No major spoilers, but some vignette details are mentioned.
Introduction: Side A – How I Got Here
Mixtape is a narrative adventure developed by Beethoven & Dinosaur, the small Melbourne studio behind the BAFTA-winning The Artful Escape, and published by Annapurna Interactive (the label behind Outer Wilds, Stray, and What Remains of Edith Finch).
Three best friends. Last night of high school. 1990s northern California. A mixtape pulls them into dreamlike vignettes of shared memories: skateboarding down mountain roads, slinging rocks across a pond, sneaking into an abandoned dinosaur park at night. It’s coming-of-age nostalgia set entirely to a curated soundtrack of licensed music from the likes of Smashing Pumpkins, Joy Division, DEVO, Iggy Pop, Siouxsie and the Banshees, Roxy Music, The Cure, and more. The kind of soundtrack that even major AAA studios wouldn’t attempt to license nowadays given what it costs.

Figure 1: Slater, Stacy, and Cassandra – the three friends at the heart of Mixtape, showing the game’s distinctive animation style.
Image Source: https://www.cgmagonline.com/review/game/mixtape-pc/
I nearly skipped this entirely. I had a quick glimpse of the game on the store and it gave me the vibe of a Life is Strange clone dressed up in 90s aesthetics, and I had zero attachment to that era growing up. Then IGN gave it a 10/10, the internet caught fire, and suddenly Mixtape was everywhere and impossible to tune out. I downloaded it on Xbox Game Pass, settled in, and within twenty minutes understood exactly why it was splitting people so cleanly down the middle. Some people were going to love this. Some were never going to get it. And a loud third group were going to be furious it existed at all.

• • • • •

Goal
Which studio developed Mixtape, according to the review above? Please answer in a few words. The records after this point play no part here.

• • • • •

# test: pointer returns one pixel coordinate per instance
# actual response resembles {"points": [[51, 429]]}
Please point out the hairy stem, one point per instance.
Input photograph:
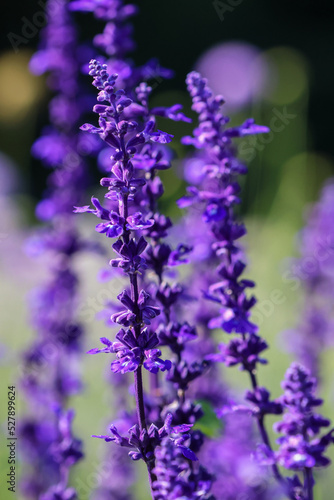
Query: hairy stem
{"points": [[263, 431]]}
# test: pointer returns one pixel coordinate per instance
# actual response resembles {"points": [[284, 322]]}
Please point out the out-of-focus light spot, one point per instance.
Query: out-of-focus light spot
{"points": [[193, 170], [236, 70], [19, 89], [289, 78]]}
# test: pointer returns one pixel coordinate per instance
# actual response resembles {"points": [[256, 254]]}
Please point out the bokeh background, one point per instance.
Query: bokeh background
{"points": [[272, 61]]}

• • • • •

Expected output
Beethoven & Dinosaur